- _EXCERPT TO READ_:
§
On 26/02/2011, at 6:05 AM, Erick Tryzelaar wrote:

> On Fri, Feb 25, 2011 at 10:18 AM, john skaller
> <skal...@users.sourceforge.net> wrote:
>> 
>> Hmmm.. any thoughts?
> 
> I'm all for simplification of the innards of felix, so reducing
> tuples, structs, and records down to the same thing sounds great to
> me. Even better if we get rid of lvalues :) Now, on to the details:
> 
>> product sname { f1name: f1type; ... }
> 
> Is the "sname" is there so that we can say whether or not the product
> type is nominally or structurally typed?

Yes, precisely. In fact, tuples/records are nominally typed, its just that
the use the canonical name "". Err .. actually structs are structurally typed
its just that they have a tag "sname" ... er .. well now there's no difference
between structurally typed and nominally typed.

Note: the syntax above is only a for the purposes of explaining
the underlying Ocaml constructor.

> 
>> struct X { a:int; long; b:int; }
>> 
>> The padding long has a name: 1.
> 
> I'm not fond of this. I think either all field names must be provided,
> or none are, or else it'd get confusing.

Yes, but the downside is that padding fields require names.
Also, consider functions "a la Python" where you have some positional
and some keyword arguments.

But actually I tend to agree: there's a difference between what Felix compiler
handles, and what concrete syntax we allow.

> Most people expect that
> adding a field to a structure shouldn't cause code to break beyond the
> construction, but changing the structure to this:
> 
> struct X { a:int; d:long; long; b:int; }
> 
> could result in some pretty subtle bugs


True.
§
- _DATASET CONTENT_:

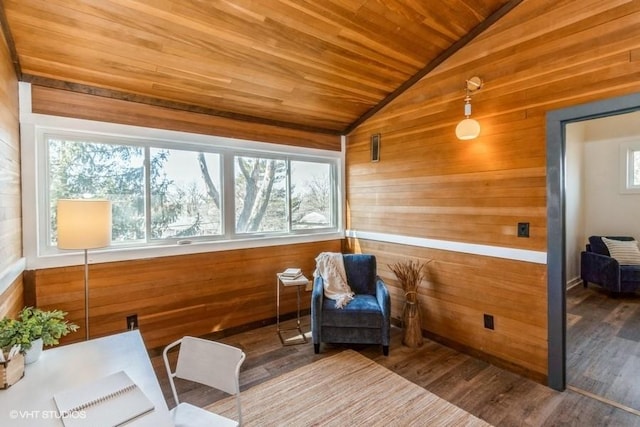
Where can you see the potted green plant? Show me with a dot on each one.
(34, 329)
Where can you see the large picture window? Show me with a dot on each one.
(173, 194)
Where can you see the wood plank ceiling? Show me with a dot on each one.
(321, 65)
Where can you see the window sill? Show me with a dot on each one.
(113, 254)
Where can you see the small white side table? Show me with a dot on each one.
(298, 283)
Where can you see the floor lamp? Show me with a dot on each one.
(84, 224)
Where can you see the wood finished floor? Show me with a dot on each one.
(603, 344)
(497, 396)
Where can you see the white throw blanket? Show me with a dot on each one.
(330, 266)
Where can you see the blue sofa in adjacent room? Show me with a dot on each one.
(599, 267)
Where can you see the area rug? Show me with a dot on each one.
(346, 389)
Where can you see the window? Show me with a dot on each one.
(634, 168)
(260, 195)
(185, 194)
(167, 193)
(630, 167)
(312, 195)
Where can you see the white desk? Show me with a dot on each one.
(29, 402)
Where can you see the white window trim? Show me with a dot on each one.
(34, 126)
(626, 147)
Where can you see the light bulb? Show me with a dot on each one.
(468, 129)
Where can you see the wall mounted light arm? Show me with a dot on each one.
(469, 128)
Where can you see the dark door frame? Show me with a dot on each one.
(556, 274)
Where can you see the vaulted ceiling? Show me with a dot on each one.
(323, 65)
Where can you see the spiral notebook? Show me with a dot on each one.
(110, 401)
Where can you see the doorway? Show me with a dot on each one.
(556, 122)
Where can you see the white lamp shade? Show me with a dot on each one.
(84, 223)
(468, 129)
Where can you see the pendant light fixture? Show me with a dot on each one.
(469, 128)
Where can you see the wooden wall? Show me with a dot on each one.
(542, 56)
(180, 295)
(10, 203)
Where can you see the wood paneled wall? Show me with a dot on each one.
(542, 56)
(10, 201)
(181, 295)
(12, 299)
(58, 102)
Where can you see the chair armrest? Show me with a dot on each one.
(317, 295)
(600, 269)
(384, 300)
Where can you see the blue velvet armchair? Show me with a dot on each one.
(365, 320)
(597, 266)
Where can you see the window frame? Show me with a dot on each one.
(626, 166)
(40, 253)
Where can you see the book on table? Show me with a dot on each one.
(110, 401)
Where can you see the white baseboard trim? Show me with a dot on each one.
(576, 281)
(470, 248)
(11, 273)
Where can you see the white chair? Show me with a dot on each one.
(210, 363)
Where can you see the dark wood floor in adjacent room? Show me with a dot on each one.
(497, 396)
(603, 345)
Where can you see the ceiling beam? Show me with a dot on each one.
(142, 99)
(466, 39)
(11, 45)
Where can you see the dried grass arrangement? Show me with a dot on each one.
(410, 275)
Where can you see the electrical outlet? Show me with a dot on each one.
(488, 321)
(132, 322)
(523, 229)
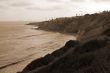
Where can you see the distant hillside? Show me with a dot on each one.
(89, 54)
(77, 24)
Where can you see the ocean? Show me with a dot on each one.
(20, 44)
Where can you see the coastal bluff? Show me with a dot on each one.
(90, 53)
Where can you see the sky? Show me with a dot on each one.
(40, 10)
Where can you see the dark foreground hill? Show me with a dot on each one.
(89, 54)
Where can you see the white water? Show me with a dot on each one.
(19, 45)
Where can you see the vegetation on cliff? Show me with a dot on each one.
(89, 54)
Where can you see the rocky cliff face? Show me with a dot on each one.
(89, 54)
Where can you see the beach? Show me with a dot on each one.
(20, 44)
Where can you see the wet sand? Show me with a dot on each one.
(19, 45)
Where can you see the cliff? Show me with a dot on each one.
(89, 54)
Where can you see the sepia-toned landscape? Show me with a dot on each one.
(54, 36)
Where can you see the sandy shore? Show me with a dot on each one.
(19, 45)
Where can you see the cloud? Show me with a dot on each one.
(44, 9)
(78, 0)
(21, 4)
(102, 0)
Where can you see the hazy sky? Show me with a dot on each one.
(38, 10)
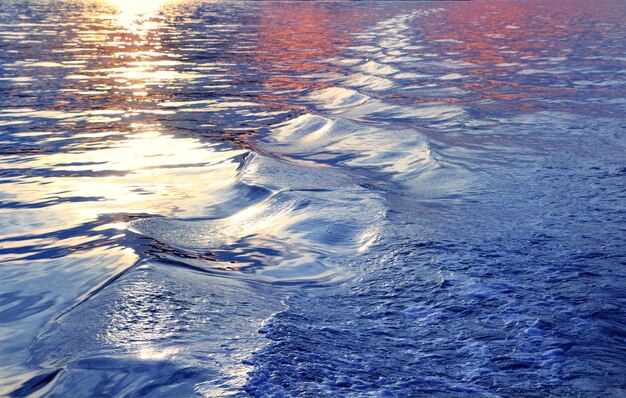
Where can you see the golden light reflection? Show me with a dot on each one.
(135, 15)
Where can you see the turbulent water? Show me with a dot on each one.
(315, 199)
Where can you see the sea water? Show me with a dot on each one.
(312, 199)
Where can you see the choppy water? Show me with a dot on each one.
(317, 199)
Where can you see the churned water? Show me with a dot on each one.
(316, 199)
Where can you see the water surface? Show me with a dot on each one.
(324, 199)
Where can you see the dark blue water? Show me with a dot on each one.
(313, 199)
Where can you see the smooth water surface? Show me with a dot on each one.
(317, 199)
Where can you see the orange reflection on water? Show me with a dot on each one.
(294, 39)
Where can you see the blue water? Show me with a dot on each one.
(313, 199)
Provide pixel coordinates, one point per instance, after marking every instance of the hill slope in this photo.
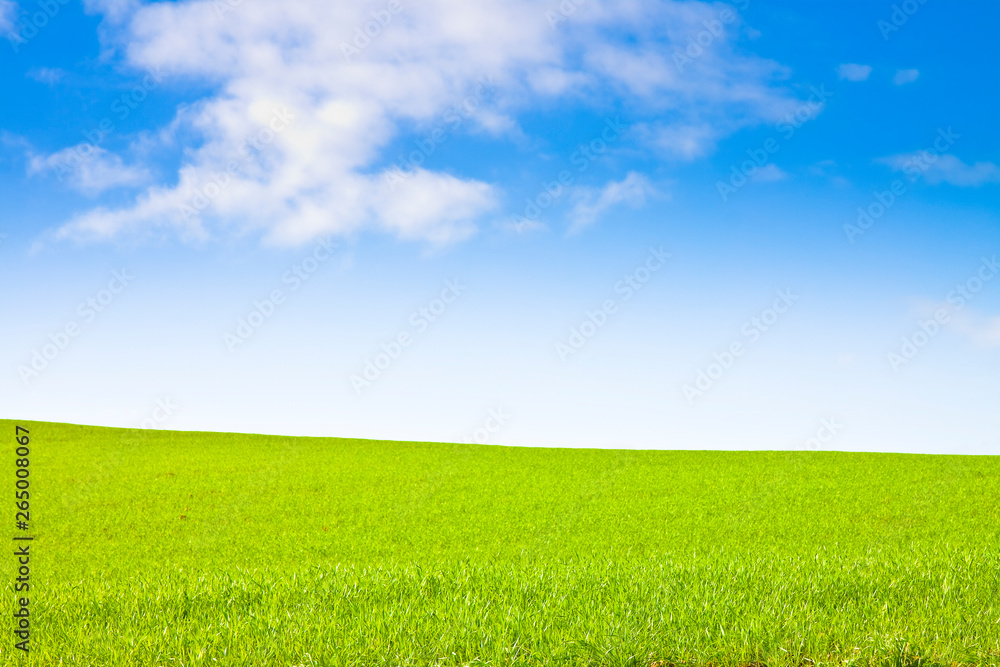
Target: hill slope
(157, 548)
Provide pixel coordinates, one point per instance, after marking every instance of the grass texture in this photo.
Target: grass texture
(156, 548)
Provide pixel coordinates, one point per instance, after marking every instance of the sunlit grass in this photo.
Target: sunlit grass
(158, 548)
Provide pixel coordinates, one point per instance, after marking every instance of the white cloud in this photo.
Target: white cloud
(853, 72)
(89, 169)
(944, 169)
(8, 15)
(591, 205)
(350, 99)
(984, 331)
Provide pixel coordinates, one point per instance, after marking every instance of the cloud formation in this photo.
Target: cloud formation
(945, 169)
(905, 76)
(88, 168)
(354, 76)
(631, 190)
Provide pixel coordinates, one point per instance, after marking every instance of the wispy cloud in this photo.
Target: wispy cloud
(353, 94)
(945, 169)
(8, 15)
(47, 75)
(770, 173)
(88, 168)
(592, 204)
(853, 72)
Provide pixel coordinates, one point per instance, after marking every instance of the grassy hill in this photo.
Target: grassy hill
(169, 548)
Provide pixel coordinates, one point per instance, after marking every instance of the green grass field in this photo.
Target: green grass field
(163, 548)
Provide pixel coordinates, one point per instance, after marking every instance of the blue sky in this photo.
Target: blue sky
(734, 225)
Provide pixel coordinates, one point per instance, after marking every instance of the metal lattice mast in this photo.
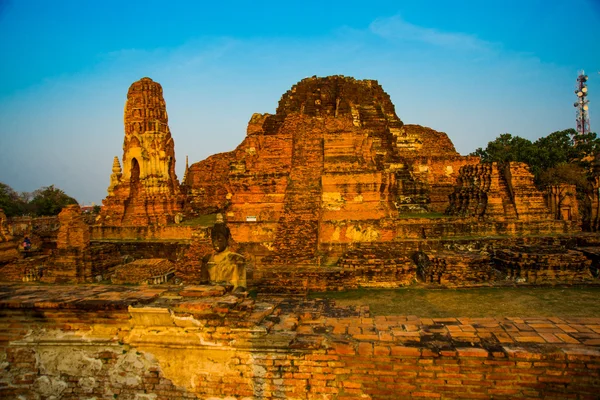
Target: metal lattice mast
(583, 116)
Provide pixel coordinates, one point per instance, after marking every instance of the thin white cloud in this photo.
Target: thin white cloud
(396, 28)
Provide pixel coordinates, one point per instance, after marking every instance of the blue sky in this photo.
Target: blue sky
(473, 69)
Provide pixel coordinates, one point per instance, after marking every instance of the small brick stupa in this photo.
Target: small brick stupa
(146, 191)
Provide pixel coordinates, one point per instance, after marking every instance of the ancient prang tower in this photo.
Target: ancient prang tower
(146, 190)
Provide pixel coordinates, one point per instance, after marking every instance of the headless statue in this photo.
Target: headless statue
(224, 266)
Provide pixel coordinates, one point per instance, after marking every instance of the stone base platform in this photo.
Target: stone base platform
(198, 342)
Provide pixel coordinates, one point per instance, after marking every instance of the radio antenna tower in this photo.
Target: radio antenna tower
(582, 104)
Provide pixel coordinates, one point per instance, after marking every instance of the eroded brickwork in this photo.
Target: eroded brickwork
(334, 151)
(125, 343)
(146, 190)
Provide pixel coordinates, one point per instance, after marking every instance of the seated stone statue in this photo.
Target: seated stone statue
(224, 266)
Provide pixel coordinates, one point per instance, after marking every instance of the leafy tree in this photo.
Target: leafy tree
(10, 201)
(49, 201)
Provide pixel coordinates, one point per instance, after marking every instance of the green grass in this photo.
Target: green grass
(559, 302)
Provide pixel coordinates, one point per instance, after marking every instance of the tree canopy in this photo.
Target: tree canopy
(561, 157)
(48, 200)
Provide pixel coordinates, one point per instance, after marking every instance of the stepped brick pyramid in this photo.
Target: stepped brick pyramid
(333, 164)
(146, 191)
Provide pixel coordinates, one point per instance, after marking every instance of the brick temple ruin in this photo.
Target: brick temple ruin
(331, 192)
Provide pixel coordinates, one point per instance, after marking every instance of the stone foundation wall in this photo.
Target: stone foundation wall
(147, 233)
(296, 349)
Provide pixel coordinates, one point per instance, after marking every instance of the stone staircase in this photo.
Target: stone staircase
(508, 203)
(297, 237)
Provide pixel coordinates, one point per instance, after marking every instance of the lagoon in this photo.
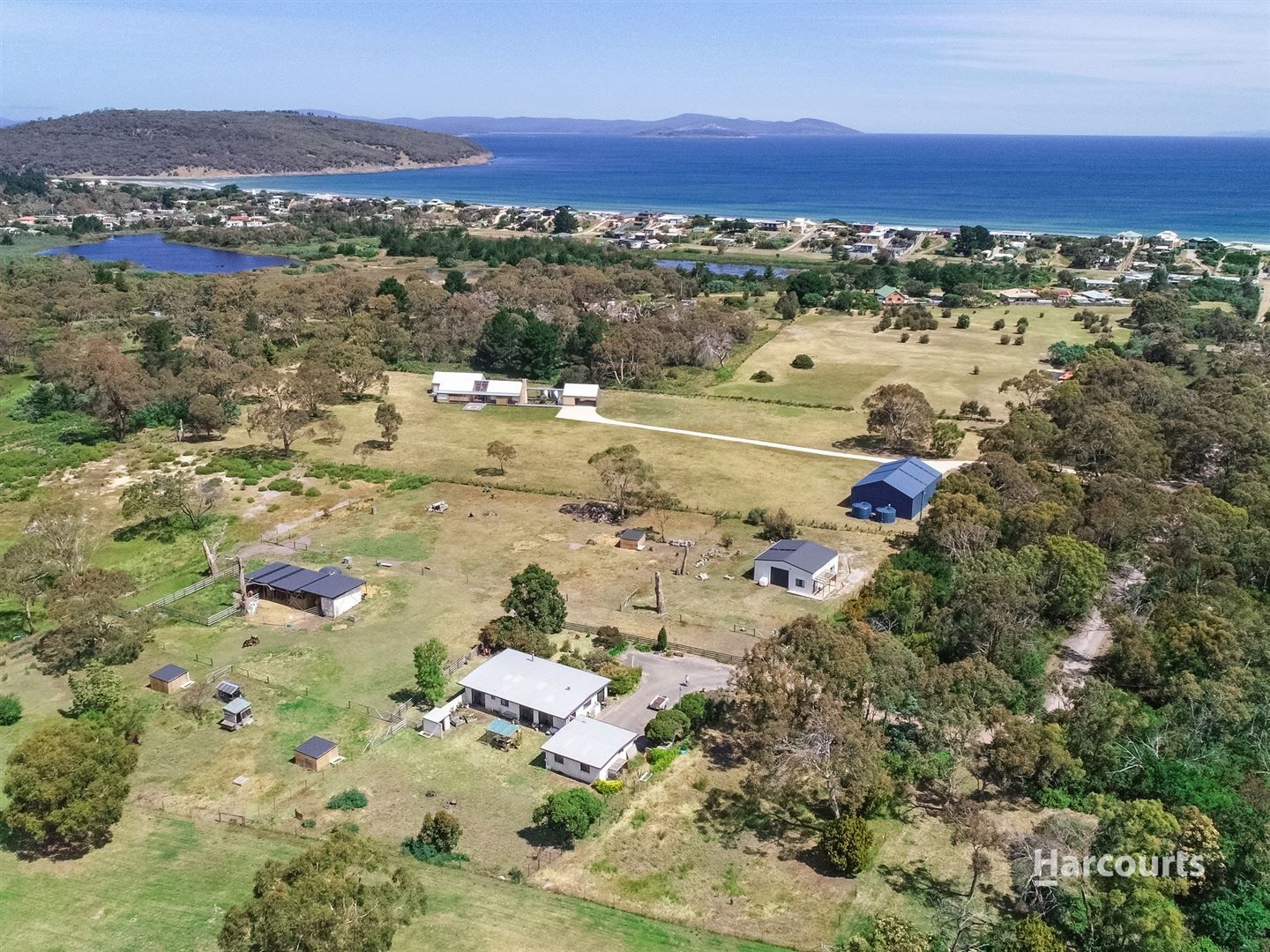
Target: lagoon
(730, 271)
(153, 253)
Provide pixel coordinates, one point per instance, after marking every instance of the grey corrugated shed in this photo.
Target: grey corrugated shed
(534, 682)
(589, 741)
(800, 553)
(315, 747)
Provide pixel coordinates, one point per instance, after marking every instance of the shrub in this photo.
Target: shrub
(439, 830)
(621, 680)
(667, 726)
(850, 844)
(698, 707)
(661, 758)
(11, 710)
(569, 813)
(609, 636)
(348, 800)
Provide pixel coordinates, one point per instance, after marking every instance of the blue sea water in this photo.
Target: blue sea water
(1065, 184)
(153, 253)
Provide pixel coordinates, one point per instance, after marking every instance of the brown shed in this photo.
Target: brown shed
(631, 539)
(169, 680)
(317, 753)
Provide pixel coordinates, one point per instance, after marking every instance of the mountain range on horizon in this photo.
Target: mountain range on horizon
(684, 124)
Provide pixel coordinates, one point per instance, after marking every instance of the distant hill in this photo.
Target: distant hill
(683, 124)
(176, 144)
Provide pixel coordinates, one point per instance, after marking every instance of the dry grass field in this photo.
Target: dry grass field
(851, 361)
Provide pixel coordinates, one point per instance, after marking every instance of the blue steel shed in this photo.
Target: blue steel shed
(905, 484)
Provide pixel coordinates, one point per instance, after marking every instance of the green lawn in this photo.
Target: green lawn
(164, 883)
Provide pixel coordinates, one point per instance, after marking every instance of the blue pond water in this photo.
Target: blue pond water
(732, 271)
(1061, 184)
(153, 253)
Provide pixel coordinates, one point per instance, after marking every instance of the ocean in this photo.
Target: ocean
(1061, 184)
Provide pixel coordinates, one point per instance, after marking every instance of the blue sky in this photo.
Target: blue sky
(1104, 66)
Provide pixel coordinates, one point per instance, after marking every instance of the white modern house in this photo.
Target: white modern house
§
- _WORK INSTRUCTIONS_:
**A.** In the Felix mailing-list exchange, which three kinds of types does Erick Tryzelaar welcome reducing down to the same thing?
**B.** Carry on the Felix mailing-list exchange from its final reply, in the same voice.
The records are separate from the Felix mailing-list exchange.

- _ANSWERS GIVEN_:
**A.** Tuples, structs, and records

**B.**
>> Field access is by
>> 
>> field value
>> 
>> That is, the field name is an ordinary production function.
>> 
>> Now, the notation
>> 
>> value . field
>> 
>> is just reverse application. The only hassle is this:
>> 
>> struct X { x:int; };
>> fun x: X -> int = "1";
>> 
>> var a: X = X (x=1;);
>> 
>> println$ a . x; // which x?
> 
> Yeah, I can see that being confusing. Worse:
> 
> struct Vector { x:int; y:int; z:int };
> var a: Vector = Vector (x=1; y=2; z=3);
> val x = 2;
> 
> println$ a.x; // will it print 1 using the projection function, or 3
> using the value of x to look up the third item in the structure?

That depends on the "scope" of the projection. If the scopes
are the same we would get an ambiguity. If the scope of the projection
is "inside" the struct (as at present) it has priority.

We used to use "get_x" for this but that sucks.. token pasting .. grrr.


> This all sounds great. Will these pointer values be automatically
> lowered to their pointed value, or will we always have to dereference
> them? For example, will we be able to do:
> 
> cstruct X { x:int; y: int; };
> val z = X (x=1; y=2;);
> println$ z.x + z.y;
> 
> Or will we have to write:
> 
> println$ *(z.x) + *(z.y);

Well to be consistent, you'd have to dereference them; in C this is done by:

        z->x

I'm not sure I like this. to start with I won't do this, I'll leave operator & 
and
variables as they are. The product type changes will flow through the whole
compiler .. not a small job. We can leave

         x = y

as a synonym for

        *x <- y

so hopefully not much will break. I'm also thinking about mutable/immutable
fields etc.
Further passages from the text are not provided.